**Page text**

****************

The Yangtze Story
- Posted on September 20, 2025
Today at the hospital, one of the nurses was flipping through my book and read the story about the motorcycle accident we came across on the way to the upper Yangtze River. The question came up: how do I prioritize what to do, and what was that moment really like?
I was literally taking a nap when a truck stopped. I woke up, looked outside, and immediately knew we had a problem. I think people make trauma—at least the first 5 steps—more complicated than they need to be. It’s the same way every time: head to toe.
The patient was talking, which meant airway, breathing, and circulation were intact in that moment. But the bleeding from his leg was so severe that circulation wouldn’t hold for long. This was one of those times where you don’t just run ABCs in order—you address the thing that’s about to end life. In trauma that means switching to CAB—Circulation, Airway, Breathing, then everything else—and starting with hemorrhage control. I put a tourniquet just above his left knee using a cam strap from the gear stacked on our truck and tightened until the bleeding stopped.
Then I moved to his head. He had much more than a scalp laceration—he had almost a scalping. We folded the tissue back into place and wrapped it for pressure. After that I turned to his left humerus fracture. It was bleeding, but in a manageable way. We reduced it, splinted it, and the bleeding stopped almost immediately. That illustrates the importance of field reduction: put the body back the way it was intended, and usually things improve.
Once the bleeding was controlled, I went back and repeated a primary survey. Always thinking—did I miss something with the airway? Was there a hematoma in his neck? A neck fracture? A pneumothorax developing? His pelvis worried me too, but somehow it was intact. My thought process was that I needed to be very thorough in my assessment because why would he have major trauma above and below it without a pelvic injury? Lucky for him, his pelvis was stable, there was no pain, and honestly, if he’d had a pelvic fracture, that probably would’ve done him in right there on the road.

****************

**Exercise data**

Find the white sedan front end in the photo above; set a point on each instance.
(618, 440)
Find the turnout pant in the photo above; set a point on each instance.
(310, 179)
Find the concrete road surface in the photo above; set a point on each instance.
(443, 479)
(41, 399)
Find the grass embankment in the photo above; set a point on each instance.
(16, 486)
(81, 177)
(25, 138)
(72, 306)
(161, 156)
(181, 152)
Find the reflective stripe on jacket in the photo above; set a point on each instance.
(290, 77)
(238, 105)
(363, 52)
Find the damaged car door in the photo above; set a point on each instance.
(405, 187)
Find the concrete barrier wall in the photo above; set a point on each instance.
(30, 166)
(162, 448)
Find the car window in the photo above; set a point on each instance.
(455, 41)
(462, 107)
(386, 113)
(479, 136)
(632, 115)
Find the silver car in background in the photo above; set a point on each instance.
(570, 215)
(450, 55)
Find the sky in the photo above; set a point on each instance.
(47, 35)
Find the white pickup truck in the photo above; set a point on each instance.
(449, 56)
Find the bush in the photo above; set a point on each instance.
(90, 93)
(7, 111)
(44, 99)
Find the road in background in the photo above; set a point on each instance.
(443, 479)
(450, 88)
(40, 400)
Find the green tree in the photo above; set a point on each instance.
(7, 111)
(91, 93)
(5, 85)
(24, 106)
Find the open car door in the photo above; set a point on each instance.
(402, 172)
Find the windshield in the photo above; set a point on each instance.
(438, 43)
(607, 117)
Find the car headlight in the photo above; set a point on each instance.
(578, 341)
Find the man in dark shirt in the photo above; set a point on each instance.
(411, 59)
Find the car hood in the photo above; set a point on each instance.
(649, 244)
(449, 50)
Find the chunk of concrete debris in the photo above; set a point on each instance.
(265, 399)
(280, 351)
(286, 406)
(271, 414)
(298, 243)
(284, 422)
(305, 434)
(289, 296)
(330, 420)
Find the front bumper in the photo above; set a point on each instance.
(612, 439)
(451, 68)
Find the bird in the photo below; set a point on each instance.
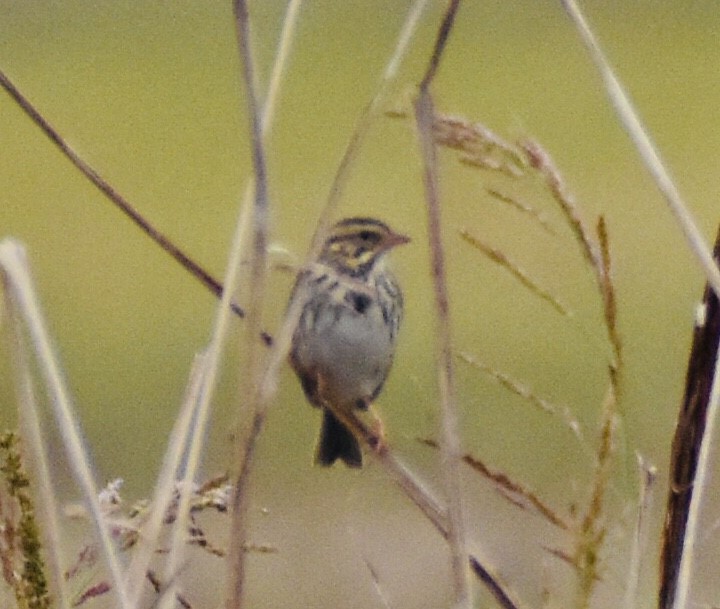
(343, 346)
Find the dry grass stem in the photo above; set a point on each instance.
(114, 196)
(450, 446)
(178, 444)
(498, 257)
(14, 265)
(591, 532)
(536, 215)
(377, 584)
(258, 269)
(420, 495)
(647, 479)
(38, 458)
(516, 387)
(690, 436)
(513, 491)
(480, 147)
(540, 160)
(640, 137)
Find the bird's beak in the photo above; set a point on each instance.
(396, 239)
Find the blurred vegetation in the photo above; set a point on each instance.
(149, 94)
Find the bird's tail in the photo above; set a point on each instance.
(337, 442)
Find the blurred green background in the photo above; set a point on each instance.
(149, 94)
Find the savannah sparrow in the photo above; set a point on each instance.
(343, 346)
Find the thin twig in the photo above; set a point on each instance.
(116, 198)
(177, 446)
(648, 476)
(450, 450)
(639, 135)
(14, 263)
(510, 489)
(31, 433)
(689, 433)
(258, 265)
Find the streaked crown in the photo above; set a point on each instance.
(354, 245)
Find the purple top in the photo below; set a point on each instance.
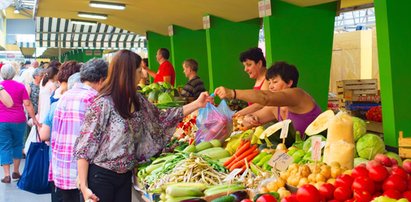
(18, 93)
(301, 121)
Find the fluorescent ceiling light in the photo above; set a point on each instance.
(92, 15)
(107, 5)
(83, 22)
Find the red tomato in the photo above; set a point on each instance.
(362, 196)
(266, 198)
(391, 193)
(395, 182)
(396, 170)
(344, 180)
(343, 193)
(359, 171)
(407, 195)
(377, 172)
(308, 193)
(290, 198)
(327, 191)
(363, 184)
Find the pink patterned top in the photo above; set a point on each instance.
(111, 142)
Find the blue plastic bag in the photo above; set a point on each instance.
(35, 174)
(214, 122)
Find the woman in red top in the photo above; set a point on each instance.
(255, 66)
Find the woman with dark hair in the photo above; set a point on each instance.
(13, 122)
(283, 78)
(48, 86)
(122, 128)
(66, 70)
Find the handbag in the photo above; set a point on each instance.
(35, 174)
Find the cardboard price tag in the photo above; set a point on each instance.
(316, 146)
(280, 161)
(284, 130)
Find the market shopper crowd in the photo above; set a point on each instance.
(99, 128)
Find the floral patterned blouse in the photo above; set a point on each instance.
(109, 141)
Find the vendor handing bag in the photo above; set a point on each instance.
(214, 123)
(35, 174)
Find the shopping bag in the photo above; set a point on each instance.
(35, 174)
(214, 123)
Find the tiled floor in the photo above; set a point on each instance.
(10, 192)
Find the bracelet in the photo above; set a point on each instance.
(235, 94)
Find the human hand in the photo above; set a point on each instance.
(223, 92)
(88, 195)
(203, 99)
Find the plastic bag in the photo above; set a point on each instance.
(214, 123)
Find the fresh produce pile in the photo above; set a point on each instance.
(162, 95)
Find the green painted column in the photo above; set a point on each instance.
(394, 41)
(187, 43)
(303, 36)
(154, 42)
(225, 41)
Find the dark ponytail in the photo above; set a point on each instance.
(50, 73)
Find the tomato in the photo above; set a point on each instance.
(327, 191)
(344, 180)
(377, 172)
(266, 198)
(290, 198)
(342, 193)
(363, 184)
(395, 182)
(391, 193)
(396, 170)
(362, 196)
(407, 195)
(308, 193)
(359, 171)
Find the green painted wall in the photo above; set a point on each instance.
(394, 42)
(187, 43)
(156, 41)
(303, 36)
(225, 41)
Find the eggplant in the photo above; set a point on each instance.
(239, 195)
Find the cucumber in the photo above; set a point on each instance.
(228, 198)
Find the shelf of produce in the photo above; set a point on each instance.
(375, 127)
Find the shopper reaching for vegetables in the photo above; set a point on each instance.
(122, 128)
(283, 78)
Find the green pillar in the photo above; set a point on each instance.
(187, 43)
(303, 36)
(156, 41)
(225, 41)
(393, 39)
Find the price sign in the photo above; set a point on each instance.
(284, 130)
(280, 161)
(316, 146)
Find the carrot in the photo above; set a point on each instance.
(241, 163)
(240, 156)
(242, 149)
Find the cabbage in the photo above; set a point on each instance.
(394, 156)
(359, 128)
(358, 161)
(370, 145)
(164, 98)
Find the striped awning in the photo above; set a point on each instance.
(59, 32)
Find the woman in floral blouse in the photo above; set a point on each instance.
(122, 128)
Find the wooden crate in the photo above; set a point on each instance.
(404, 146)
(357, 90)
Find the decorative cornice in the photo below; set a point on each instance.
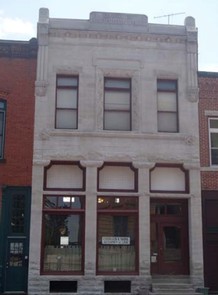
(88, 163)
(60, 33)
(40, 88)
(143, 164)
(19, 49)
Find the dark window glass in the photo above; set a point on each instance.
(63, 234)
(66, 102)
(167, 106)
(117, 104)
(17, 214)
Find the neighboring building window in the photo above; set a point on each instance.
(2, 126)
(117, 244)
(117, 104)
(213, 134)
(67, 102)
(63, 234)
(167, 106)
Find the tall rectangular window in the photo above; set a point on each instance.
(167, 106)
(117, 104)
(63, 234)
(213, 137)
(117, 235)
(2, 126)
(67, 102)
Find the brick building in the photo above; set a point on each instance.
(116, 197)
(17, 78)
(208, 123)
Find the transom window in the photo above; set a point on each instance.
(117, 104)
(2, 126)
(66, 102)
(213, 137)
(167, 106)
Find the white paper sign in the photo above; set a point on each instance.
(116, 240)
(64, 241)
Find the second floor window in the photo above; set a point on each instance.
(117, 104)
(167, 106)
(66, 102)
(213, 134)
(2, 127)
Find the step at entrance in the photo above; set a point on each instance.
(172, 285)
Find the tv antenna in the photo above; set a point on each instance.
(169, 15)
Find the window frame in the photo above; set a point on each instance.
(119, 212)
(168, 90)
(120, 90)
(69, 87)
(118, 164)
(2, 132)
(210, 131)
(63, 211)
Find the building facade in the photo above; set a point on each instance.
(116, 195)
(208, 119)
(17, 82)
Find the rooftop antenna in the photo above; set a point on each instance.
(169, 15)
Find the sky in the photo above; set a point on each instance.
(18, 18)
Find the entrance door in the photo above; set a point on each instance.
(16, 265)
(15, 217)
(169, 238)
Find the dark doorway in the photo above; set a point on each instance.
(210, 234)
(15, 239)
(169, 237)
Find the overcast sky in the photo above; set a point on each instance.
(18, 18)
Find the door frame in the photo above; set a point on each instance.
(158, 266)
(7, 235)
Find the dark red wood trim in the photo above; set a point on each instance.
(115, 213)
(76, 163)
(169, 165)
(118, 164)
(80, 212)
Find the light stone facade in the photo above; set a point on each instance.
(127, 46)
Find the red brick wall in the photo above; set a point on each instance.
(208, 93)
(17, 78)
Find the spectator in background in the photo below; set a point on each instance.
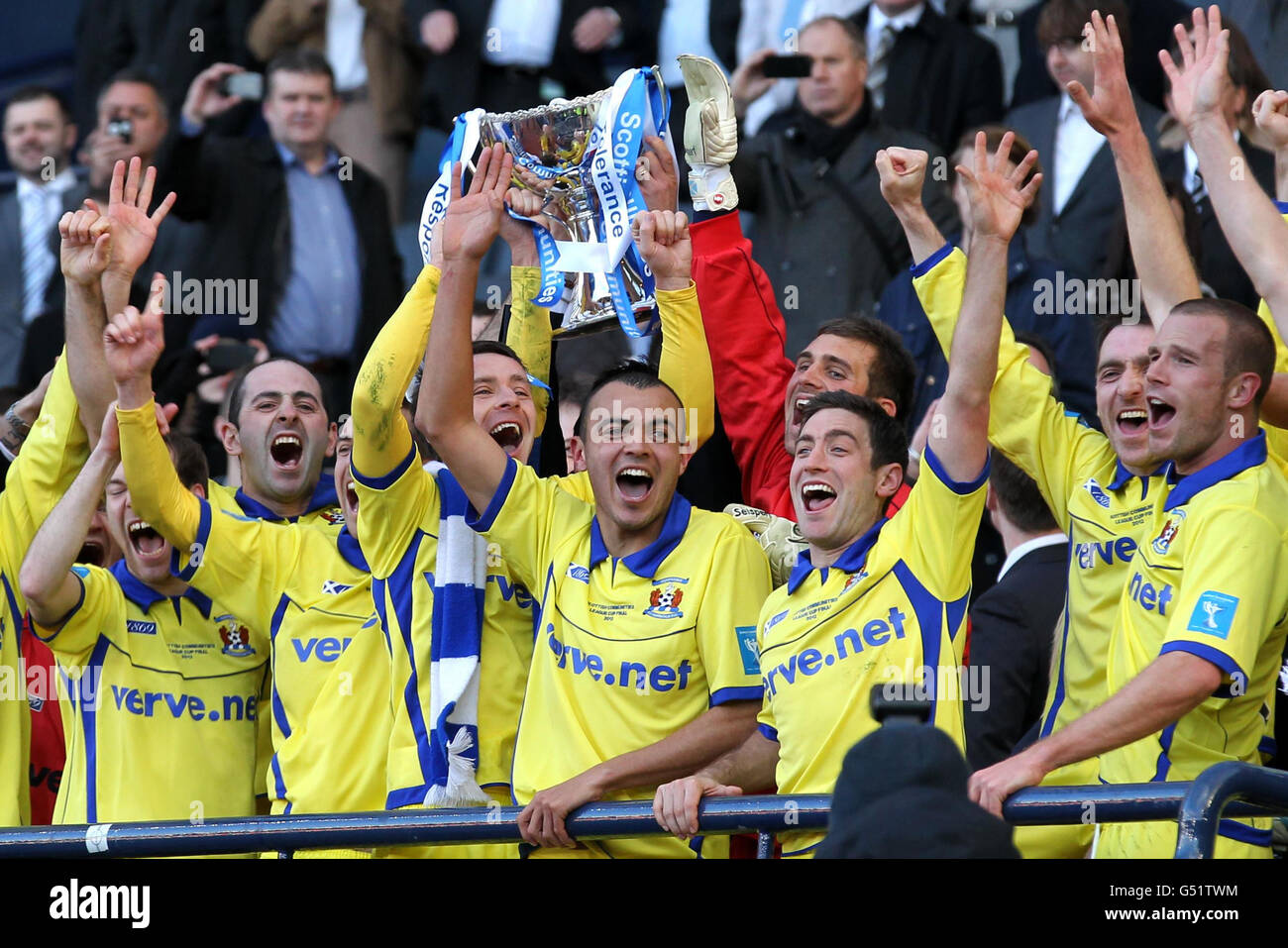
(825, 239)
(309, 232)
(168, 40)
(1265, 24)
(39, 136)
(1070, 338)
(1218, 265)
(1081, 200)
(1013, 625)
(496, 53)
(1149, 22)
(372, 51)
(132, 120)
(773, 26)
(912, 50)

****************

**Exercise goal**
Carry on the Yangtze accident story, starting after its final sentence.

**Solved exercise**
We kept going. We wrapped him to manage hypothermia—a step in trauma that’s easy to forget, and lethal, especially in settings like this with significantly delayed transfer to a hospital. Remember: blood doesn’t clot well if you’re even a little cold. Then we loaded him into a passing van.
Much later we found out he survived after undergoing a controlled amputation of his left leg. At the time, though, I was pretty sure he was going to die on that road—or on the four-hour van ride to who knows where. Nobody else was coming, and the bystanders were just watching him bleed. Thankfully, there was an ER nurse on our team who did a fantastic job—it was very much a team effort.
Like almost all traumatic events, the key was staying calm and keeping it methodical. Run the basics, repeat them, and don’t skip the mental prep. Playing these things through in your head before you’re in the moment makes all the difference.
That one will stick with me forever.